● Supplied entries:
◇ ◇ ◇

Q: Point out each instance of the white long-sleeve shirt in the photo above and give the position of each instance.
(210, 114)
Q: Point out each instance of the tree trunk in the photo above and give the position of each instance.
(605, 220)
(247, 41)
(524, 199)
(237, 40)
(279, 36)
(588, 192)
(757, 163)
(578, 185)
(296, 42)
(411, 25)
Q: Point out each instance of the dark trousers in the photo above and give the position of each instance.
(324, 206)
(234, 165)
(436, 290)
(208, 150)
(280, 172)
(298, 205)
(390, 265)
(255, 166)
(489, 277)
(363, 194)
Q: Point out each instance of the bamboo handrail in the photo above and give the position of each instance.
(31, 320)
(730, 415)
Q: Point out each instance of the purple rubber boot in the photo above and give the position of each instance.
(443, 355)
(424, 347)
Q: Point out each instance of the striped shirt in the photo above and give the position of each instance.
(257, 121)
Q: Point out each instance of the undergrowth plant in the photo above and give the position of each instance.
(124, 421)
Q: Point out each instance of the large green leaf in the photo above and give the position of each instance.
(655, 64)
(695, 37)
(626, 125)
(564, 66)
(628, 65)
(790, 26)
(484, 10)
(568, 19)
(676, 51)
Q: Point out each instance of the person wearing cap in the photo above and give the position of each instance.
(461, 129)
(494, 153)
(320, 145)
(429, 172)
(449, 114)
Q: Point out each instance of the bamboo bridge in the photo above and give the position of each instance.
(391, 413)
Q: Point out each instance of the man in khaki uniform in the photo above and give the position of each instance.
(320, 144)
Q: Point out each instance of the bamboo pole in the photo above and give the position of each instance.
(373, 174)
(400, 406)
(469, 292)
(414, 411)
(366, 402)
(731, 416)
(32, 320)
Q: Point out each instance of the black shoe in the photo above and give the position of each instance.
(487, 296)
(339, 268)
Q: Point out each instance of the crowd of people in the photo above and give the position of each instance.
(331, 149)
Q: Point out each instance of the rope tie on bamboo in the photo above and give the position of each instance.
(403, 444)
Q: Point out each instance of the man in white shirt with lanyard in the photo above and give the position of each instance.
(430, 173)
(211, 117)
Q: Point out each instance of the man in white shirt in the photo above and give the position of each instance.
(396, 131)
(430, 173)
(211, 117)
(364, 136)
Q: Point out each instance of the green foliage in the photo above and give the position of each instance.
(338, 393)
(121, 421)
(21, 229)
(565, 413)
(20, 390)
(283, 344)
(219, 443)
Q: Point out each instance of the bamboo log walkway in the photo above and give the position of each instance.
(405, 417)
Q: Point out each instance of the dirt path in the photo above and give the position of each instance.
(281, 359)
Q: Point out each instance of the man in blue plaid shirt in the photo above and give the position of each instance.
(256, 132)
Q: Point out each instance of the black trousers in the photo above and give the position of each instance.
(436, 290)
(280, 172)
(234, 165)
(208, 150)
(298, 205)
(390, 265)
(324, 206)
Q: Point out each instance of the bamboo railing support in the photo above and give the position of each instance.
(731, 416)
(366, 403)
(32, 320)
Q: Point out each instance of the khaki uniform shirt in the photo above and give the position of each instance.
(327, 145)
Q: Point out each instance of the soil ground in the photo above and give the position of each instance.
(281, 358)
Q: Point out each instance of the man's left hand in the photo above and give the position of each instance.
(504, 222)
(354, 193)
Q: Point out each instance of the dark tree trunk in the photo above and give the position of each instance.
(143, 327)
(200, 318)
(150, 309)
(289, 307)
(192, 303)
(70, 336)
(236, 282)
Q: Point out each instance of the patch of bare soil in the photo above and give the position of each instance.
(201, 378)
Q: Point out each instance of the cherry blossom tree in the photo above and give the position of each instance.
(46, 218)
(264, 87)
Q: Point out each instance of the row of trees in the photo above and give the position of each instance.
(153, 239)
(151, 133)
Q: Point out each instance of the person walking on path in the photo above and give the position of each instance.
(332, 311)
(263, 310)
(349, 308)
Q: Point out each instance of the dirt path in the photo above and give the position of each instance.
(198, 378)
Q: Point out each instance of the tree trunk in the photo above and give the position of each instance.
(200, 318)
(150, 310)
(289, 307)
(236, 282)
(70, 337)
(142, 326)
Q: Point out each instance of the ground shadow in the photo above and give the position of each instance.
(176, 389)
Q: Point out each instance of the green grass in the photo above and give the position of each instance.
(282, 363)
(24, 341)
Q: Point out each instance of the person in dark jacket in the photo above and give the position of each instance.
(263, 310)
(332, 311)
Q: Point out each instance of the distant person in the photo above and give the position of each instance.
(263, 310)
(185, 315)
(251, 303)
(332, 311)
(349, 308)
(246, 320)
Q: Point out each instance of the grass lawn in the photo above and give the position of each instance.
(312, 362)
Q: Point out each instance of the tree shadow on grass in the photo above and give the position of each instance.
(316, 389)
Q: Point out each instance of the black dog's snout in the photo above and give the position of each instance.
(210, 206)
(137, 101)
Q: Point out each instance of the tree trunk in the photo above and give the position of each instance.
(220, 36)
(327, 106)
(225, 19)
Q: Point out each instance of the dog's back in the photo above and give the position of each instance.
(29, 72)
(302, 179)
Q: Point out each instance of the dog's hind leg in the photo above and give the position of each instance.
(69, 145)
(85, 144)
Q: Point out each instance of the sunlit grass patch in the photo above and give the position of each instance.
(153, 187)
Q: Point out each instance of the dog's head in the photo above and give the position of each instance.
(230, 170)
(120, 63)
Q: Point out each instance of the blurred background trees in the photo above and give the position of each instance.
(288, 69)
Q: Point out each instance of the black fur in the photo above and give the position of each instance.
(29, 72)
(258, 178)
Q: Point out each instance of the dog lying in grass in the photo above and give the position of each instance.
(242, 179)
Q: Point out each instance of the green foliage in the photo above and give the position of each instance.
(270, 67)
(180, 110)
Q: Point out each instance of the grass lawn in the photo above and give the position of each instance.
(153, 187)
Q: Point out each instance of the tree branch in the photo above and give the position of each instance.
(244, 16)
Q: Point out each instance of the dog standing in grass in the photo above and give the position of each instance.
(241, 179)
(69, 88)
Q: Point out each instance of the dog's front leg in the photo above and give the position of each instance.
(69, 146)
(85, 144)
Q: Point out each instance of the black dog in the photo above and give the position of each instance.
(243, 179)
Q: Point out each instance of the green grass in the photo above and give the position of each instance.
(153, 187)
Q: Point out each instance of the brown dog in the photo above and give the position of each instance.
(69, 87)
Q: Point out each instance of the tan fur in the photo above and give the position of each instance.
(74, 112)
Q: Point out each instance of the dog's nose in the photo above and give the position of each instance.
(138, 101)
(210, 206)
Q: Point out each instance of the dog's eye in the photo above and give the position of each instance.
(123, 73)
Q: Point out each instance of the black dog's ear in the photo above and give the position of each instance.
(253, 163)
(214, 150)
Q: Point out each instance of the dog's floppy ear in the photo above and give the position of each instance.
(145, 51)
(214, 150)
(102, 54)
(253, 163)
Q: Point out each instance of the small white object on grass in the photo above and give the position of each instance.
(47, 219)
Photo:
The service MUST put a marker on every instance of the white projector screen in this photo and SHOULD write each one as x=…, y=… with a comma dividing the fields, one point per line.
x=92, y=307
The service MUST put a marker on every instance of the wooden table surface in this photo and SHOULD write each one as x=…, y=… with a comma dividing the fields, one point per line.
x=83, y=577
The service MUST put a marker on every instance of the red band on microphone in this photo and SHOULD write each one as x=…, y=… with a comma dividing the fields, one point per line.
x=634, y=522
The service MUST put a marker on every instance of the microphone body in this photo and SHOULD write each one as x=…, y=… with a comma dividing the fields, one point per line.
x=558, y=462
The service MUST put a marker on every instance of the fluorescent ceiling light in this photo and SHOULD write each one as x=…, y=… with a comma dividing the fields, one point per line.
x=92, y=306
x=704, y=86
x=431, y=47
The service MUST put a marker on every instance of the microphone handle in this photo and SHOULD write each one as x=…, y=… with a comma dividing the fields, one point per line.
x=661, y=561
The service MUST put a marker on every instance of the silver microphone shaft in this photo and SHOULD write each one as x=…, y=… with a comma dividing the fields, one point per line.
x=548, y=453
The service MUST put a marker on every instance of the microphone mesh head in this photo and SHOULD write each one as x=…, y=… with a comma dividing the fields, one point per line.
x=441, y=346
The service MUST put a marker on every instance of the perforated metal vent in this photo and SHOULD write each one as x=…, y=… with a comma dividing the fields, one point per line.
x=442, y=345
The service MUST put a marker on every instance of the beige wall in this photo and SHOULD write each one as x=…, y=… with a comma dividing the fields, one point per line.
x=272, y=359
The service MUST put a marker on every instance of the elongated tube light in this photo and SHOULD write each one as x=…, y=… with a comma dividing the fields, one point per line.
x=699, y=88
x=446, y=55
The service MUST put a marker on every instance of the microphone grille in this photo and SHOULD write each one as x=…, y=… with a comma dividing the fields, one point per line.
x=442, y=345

◇ ◇ ◇

● Requirement:
In the entries, find the line containing "of the elongated" and output it and all remaining lines exactly.

● Exercise answer:
The service MUST put a marker on every instance of the elongated tube light in this photo and SHOULD write each one as x=…, y=… with a comma dividing the fields, one point per line.
x=699, y=88
x=446, y=55
The service MUST put a marker on every instance of the microphone grille in this photo and SHOULD write each one as x=…, y=… with a comma dividing the fields, one point per line.
x=442, y=345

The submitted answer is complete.